Problem details
All lines containing the string "sunglasses" must be copied from the entries.

Provided entries
============

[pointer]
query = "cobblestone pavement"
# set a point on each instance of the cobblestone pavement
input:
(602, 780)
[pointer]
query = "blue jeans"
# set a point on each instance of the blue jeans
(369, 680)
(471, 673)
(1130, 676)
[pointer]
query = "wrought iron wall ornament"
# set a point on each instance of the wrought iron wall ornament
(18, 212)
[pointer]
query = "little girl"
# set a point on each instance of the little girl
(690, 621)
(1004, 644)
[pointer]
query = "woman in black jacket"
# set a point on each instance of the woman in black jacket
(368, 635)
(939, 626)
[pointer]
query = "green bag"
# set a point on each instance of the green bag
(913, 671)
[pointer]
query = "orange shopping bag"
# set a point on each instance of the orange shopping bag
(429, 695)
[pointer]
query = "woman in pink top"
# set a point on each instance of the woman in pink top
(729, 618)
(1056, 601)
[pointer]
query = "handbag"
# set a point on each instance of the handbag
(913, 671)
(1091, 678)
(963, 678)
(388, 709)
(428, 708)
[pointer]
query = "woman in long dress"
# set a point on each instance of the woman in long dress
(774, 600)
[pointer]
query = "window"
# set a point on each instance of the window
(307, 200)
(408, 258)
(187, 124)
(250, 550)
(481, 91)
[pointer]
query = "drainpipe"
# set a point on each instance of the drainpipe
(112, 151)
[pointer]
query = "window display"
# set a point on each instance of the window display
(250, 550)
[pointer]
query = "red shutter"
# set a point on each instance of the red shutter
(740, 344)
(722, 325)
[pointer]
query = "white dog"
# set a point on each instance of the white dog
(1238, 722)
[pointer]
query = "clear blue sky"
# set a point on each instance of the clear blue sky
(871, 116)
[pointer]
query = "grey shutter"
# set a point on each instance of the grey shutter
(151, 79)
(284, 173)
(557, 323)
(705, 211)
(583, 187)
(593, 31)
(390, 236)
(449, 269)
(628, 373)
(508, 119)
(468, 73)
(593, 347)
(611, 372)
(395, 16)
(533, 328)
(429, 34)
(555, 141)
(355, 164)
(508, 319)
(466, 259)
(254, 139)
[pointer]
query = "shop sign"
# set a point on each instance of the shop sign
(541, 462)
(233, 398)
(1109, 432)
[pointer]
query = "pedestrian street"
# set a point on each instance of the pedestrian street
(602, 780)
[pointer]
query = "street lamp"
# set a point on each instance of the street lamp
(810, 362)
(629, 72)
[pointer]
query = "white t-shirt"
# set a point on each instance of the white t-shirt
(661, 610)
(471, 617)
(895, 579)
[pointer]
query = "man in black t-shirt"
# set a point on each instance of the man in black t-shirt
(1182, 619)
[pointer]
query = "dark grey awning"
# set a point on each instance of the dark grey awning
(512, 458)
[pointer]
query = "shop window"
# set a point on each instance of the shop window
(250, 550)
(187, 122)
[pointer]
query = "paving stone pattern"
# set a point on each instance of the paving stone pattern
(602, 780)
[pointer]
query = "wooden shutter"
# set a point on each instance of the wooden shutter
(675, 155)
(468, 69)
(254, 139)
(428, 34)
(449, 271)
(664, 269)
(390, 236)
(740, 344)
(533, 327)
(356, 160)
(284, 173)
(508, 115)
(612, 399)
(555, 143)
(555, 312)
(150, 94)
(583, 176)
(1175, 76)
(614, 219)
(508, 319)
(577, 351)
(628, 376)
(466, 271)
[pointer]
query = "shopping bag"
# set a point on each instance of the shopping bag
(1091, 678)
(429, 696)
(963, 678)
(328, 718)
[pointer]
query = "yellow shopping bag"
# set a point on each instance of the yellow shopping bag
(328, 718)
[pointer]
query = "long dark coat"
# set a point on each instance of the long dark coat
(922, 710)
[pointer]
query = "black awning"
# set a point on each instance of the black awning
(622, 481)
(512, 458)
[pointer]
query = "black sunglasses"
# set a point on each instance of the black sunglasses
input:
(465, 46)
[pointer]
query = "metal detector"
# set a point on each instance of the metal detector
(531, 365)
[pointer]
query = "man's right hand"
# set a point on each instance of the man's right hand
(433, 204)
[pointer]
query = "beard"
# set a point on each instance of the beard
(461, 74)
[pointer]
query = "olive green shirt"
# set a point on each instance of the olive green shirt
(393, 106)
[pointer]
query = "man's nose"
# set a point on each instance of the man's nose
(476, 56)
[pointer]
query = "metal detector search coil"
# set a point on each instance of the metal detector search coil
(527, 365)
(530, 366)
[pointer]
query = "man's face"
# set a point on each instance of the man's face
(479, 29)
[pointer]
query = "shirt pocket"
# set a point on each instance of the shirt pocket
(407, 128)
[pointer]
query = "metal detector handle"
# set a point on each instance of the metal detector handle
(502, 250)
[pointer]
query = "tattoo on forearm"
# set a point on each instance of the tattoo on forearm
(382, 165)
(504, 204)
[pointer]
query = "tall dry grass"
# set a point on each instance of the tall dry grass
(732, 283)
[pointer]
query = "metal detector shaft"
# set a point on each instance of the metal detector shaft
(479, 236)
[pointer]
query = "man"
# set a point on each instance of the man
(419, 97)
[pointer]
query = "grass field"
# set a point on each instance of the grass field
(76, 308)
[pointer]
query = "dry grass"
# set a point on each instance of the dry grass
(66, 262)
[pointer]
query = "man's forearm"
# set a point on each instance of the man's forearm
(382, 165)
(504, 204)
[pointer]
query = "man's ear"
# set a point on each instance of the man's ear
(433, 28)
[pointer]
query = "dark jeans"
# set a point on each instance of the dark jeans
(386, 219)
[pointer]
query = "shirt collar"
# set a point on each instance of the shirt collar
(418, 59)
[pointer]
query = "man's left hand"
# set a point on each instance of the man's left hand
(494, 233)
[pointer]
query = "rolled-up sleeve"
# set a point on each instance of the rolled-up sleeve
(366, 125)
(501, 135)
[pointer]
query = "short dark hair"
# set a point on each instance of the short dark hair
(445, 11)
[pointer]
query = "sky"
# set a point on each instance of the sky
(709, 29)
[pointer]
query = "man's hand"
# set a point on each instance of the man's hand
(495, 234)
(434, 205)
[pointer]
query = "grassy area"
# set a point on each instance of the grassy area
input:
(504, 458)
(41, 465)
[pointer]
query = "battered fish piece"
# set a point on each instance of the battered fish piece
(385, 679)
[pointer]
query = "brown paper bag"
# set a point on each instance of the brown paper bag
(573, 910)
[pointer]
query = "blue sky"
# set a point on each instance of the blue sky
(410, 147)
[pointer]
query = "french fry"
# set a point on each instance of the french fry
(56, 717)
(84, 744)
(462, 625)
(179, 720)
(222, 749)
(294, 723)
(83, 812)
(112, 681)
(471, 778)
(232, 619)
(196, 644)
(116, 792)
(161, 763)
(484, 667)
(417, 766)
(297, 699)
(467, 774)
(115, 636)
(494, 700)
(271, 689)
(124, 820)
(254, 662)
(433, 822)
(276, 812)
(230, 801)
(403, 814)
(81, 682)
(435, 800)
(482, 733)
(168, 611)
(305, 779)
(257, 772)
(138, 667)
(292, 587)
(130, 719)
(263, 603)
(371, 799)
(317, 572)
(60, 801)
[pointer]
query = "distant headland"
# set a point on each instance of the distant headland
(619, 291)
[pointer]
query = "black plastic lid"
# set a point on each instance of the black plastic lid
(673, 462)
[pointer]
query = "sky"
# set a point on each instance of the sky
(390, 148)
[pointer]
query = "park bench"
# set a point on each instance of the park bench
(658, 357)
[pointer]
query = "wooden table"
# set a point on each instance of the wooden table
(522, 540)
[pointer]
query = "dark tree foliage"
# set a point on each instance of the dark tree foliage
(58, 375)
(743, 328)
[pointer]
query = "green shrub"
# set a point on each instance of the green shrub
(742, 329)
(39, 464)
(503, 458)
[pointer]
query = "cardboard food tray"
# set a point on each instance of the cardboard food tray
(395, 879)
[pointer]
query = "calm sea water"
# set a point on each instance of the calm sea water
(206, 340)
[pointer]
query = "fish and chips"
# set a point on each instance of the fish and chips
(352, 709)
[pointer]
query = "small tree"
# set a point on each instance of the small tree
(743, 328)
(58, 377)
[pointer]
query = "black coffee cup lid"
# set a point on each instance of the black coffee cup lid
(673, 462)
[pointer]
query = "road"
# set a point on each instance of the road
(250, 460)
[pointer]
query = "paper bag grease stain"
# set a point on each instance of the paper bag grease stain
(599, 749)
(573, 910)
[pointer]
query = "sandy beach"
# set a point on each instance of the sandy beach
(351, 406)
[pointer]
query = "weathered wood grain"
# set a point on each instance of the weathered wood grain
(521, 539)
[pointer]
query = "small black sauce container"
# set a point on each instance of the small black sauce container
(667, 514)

============

Solution to the exercise
query = "black sunglasses"
# set a point on each instance of the black sunglasses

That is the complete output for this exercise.